(SHORT PROBLEM)
Carry on the forum excerpt about using speech recognition to write programs, picking up right after its final sentence.

(EXCERPT PROVIDED)
○ ○ ○ ○ ○ ○ ○
Stay away from any speech words that get easily confused - especially words that start with s, or z (you'll see why if you look at the energy of s on a meter). And finally, KEEP YOUR COMMANDS TWO SYLLABLES, not one - one syllable words reco horribly.

Have I made my point about testing? Start testing now, and test often - you may find out what you're worried about is the wrong thing.

Good luck! Post back if you have success!

Ashok Khosla, CTO & CoFounder, TuVox Inc.

Not speech, but simple ways to edit a program

I think that speech recognition---although a tough and interesting problem, and cool in SciFi---is the wrong way to go. Instead, we should make it `easier' to edit programs. One way of thinking about this is that we should try to minimise the bandwidth required to program a computer.

For example, if Stephen Hawking had to type each letter in each word he wanted to use, he would have real problems communicating. Instead, he uses a text-to-speech synthesis program that has an optimised interface that requires few user inputs. The result is that he can communicate almost in real-time.
○ ○ ○ ○ ○ ○ ○
(MATERIAL SUPPLIED)
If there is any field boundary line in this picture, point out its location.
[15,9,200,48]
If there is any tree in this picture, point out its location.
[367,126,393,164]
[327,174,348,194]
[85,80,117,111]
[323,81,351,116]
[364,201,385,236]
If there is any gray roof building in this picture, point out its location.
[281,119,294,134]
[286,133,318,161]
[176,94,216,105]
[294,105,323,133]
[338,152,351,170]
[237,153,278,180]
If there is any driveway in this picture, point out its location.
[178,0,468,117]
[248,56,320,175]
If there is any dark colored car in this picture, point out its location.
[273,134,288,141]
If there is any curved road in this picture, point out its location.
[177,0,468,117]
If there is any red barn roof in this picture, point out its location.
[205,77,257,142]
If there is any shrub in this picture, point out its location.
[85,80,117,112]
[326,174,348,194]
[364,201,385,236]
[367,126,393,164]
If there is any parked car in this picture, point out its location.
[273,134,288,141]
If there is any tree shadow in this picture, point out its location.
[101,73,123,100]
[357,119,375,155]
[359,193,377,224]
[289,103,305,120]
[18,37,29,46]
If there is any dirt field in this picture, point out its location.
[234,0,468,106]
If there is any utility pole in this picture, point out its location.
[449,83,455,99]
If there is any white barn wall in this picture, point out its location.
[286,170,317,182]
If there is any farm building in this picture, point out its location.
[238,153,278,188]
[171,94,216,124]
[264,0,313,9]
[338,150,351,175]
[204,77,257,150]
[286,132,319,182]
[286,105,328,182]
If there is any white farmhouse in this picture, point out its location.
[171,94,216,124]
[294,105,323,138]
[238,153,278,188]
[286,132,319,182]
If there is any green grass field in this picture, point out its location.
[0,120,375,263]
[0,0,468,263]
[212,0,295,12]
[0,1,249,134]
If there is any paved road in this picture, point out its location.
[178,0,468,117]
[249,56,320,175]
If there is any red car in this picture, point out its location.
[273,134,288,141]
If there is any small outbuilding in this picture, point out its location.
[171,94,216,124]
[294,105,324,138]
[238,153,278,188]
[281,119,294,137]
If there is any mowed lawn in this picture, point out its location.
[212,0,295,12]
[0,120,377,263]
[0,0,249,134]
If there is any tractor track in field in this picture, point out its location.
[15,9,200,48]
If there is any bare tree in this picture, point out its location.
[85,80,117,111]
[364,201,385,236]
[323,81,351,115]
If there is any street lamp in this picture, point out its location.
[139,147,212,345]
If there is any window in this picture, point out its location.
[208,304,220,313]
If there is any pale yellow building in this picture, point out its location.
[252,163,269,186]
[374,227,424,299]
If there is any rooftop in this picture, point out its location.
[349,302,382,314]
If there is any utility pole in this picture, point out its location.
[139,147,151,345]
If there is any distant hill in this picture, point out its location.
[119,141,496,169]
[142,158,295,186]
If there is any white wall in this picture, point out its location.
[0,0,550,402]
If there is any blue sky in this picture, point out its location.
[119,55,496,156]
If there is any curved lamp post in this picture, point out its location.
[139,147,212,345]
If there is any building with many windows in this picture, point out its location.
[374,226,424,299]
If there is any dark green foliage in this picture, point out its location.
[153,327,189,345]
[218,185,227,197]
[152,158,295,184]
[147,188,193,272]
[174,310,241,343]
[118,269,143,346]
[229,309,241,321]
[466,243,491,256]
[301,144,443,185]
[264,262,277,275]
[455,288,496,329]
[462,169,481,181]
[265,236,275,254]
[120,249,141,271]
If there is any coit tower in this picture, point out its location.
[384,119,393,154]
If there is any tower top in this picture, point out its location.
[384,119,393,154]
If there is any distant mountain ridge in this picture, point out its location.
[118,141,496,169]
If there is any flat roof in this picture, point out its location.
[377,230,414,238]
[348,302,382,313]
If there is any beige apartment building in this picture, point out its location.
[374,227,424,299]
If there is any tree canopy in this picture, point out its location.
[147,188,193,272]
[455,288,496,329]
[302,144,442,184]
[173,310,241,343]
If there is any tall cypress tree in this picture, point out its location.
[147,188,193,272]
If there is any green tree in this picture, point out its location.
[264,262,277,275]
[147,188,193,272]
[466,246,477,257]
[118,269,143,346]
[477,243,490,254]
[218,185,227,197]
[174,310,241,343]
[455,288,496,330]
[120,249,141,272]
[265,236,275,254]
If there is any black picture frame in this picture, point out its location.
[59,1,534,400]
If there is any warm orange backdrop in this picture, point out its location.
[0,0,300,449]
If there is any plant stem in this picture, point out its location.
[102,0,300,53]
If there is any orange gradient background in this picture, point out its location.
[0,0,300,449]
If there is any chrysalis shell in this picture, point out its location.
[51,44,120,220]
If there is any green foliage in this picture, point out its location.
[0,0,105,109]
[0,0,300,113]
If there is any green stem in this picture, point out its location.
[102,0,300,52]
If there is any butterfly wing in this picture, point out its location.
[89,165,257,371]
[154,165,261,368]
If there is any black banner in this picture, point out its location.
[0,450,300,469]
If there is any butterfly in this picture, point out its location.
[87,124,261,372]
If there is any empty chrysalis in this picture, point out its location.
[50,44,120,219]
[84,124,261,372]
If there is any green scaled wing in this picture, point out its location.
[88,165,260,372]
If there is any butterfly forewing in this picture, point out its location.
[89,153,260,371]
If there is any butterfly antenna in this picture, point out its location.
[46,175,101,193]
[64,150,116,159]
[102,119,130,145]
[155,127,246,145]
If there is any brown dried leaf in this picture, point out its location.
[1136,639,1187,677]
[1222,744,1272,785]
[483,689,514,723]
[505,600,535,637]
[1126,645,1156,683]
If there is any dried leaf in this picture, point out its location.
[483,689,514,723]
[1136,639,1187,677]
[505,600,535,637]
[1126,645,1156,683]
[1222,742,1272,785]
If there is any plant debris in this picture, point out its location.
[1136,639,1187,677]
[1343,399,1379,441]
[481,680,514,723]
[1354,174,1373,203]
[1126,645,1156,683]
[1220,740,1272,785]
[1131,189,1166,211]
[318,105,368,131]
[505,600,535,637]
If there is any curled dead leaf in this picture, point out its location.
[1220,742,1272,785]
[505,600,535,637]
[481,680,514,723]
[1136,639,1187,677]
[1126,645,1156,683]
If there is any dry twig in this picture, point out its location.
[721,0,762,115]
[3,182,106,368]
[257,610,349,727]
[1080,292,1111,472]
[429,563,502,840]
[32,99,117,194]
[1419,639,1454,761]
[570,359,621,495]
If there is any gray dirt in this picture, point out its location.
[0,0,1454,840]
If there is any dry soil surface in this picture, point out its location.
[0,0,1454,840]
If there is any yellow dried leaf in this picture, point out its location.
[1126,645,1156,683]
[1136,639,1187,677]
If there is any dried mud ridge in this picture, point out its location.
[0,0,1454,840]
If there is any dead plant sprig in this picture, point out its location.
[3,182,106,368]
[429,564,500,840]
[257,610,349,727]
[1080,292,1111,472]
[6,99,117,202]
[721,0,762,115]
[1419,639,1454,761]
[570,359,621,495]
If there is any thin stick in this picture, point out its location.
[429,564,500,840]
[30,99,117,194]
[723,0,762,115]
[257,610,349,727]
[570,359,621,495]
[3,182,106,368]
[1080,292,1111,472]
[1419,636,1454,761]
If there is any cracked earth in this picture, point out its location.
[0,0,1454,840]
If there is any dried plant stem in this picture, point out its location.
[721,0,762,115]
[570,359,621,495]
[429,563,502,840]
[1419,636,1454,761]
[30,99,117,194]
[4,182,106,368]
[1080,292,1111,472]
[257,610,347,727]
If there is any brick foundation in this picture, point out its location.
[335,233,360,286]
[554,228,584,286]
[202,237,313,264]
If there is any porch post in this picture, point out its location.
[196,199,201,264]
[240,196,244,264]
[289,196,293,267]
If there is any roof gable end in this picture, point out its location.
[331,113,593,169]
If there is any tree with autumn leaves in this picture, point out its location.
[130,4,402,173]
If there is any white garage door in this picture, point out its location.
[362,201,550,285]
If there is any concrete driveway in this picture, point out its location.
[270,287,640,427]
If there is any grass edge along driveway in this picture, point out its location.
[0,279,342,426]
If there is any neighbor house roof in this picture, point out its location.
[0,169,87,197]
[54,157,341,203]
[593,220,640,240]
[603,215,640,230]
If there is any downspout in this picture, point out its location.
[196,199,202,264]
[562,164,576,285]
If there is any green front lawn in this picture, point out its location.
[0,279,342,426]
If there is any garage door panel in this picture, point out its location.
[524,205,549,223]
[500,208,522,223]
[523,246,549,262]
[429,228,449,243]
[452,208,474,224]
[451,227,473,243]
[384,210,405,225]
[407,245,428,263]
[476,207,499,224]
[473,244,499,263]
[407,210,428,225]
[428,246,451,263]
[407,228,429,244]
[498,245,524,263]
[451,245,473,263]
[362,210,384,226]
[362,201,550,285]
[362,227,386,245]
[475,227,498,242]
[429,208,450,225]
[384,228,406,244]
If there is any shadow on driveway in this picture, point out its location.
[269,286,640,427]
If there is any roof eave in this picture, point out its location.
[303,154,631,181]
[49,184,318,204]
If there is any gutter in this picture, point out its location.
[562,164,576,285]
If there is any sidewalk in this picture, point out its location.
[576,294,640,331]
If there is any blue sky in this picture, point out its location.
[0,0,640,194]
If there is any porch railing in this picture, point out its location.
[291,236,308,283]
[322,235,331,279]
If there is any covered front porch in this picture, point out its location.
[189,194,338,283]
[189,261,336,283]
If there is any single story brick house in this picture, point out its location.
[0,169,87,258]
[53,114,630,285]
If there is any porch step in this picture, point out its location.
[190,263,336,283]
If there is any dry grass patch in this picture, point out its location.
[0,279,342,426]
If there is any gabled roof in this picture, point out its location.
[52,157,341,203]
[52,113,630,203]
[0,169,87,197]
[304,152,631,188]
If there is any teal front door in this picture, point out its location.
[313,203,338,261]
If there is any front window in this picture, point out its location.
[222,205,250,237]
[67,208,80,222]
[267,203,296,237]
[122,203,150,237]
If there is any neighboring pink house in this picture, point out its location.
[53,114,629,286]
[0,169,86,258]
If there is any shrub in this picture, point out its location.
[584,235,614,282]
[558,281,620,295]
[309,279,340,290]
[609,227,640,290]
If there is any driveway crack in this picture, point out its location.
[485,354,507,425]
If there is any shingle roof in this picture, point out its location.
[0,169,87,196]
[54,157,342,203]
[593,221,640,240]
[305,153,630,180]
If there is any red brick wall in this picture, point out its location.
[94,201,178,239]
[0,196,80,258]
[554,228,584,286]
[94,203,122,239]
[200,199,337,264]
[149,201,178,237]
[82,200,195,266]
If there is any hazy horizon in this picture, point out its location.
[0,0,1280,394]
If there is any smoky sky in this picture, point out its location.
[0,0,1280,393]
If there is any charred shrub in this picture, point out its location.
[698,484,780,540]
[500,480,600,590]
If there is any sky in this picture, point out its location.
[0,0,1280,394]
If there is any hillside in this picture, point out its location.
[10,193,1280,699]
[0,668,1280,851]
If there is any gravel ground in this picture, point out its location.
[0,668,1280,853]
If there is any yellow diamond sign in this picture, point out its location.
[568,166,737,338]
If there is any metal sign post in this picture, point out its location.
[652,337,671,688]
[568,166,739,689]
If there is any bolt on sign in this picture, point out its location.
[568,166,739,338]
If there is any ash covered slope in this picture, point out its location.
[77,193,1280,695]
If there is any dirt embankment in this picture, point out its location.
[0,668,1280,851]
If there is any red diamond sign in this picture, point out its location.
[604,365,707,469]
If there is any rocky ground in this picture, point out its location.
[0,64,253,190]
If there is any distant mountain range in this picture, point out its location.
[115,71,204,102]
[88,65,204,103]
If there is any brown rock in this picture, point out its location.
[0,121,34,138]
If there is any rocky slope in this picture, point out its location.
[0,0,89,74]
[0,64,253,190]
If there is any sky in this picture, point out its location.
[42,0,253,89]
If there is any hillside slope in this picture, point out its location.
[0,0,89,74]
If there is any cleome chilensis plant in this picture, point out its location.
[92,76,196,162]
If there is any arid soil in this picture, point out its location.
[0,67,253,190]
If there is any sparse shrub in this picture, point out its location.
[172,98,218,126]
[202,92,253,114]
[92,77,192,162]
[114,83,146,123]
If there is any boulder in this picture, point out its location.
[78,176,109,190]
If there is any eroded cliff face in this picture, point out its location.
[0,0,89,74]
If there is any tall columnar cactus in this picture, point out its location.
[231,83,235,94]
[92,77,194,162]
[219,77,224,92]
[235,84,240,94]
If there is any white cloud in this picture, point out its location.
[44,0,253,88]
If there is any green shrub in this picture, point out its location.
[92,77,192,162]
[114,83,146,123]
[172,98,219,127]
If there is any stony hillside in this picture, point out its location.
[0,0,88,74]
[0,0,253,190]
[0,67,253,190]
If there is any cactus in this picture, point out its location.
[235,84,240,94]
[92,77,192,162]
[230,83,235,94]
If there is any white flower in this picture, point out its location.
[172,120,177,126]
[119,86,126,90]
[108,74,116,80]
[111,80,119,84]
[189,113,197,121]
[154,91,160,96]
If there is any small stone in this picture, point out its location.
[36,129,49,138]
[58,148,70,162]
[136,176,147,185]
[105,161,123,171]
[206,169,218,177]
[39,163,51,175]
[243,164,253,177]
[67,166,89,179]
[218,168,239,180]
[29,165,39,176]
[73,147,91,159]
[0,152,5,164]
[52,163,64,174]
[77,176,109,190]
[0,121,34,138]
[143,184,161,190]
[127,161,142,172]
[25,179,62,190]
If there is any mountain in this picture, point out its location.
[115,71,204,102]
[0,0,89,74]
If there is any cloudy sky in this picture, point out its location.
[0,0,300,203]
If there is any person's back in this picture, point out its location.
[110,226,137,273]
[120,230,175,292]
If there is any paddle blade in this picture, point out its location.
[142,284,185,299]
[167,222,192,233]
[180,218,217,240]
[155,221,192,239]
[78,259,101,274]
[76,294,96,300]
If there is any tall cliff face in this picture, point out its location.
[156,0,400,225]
○ ○ ○ ○ ○ ○ ○
(EXERCISE OUTPUT)
Of course, I am not advocating the replacement of the keyboard by some sort of weird device. Instead, I think we should make our interactions with our programming environments more efficient. If we can make sophisticated changes to programs quickly and easily, we should be able to be more productive and make fewer errors. E.g. I tend to slightly lose track of what I am doing when compiling code in a language such as Java, because I have to wait for the compile to finish and my mind tends to wander. I think a similar argument could be made when many keys need to be pressed to make a significant alteration. We should also be able to accomodate those who suffer from RSI or are otherwise physically less able, because less bandwidth is required from the programmer. This seems to be what IDEs should have been. Instead, they tend to be simply a combination of an editor, makefile generator, debugger and perhaps a WYSIWYG user interface editor.

I remember seeing a demo on the Microsoft Research website of a system where, if I remember correctly, the program's parse tree (or similar) and metadata (e.g. comments) we stored in a database. Users could customise their view onto the program (think CSS), could make quite sweeping changes to the code and they could even automatically translate from one programming language to another (though this was obviously quite limited). The system was similar to that proposed by McConnell in Code Complete.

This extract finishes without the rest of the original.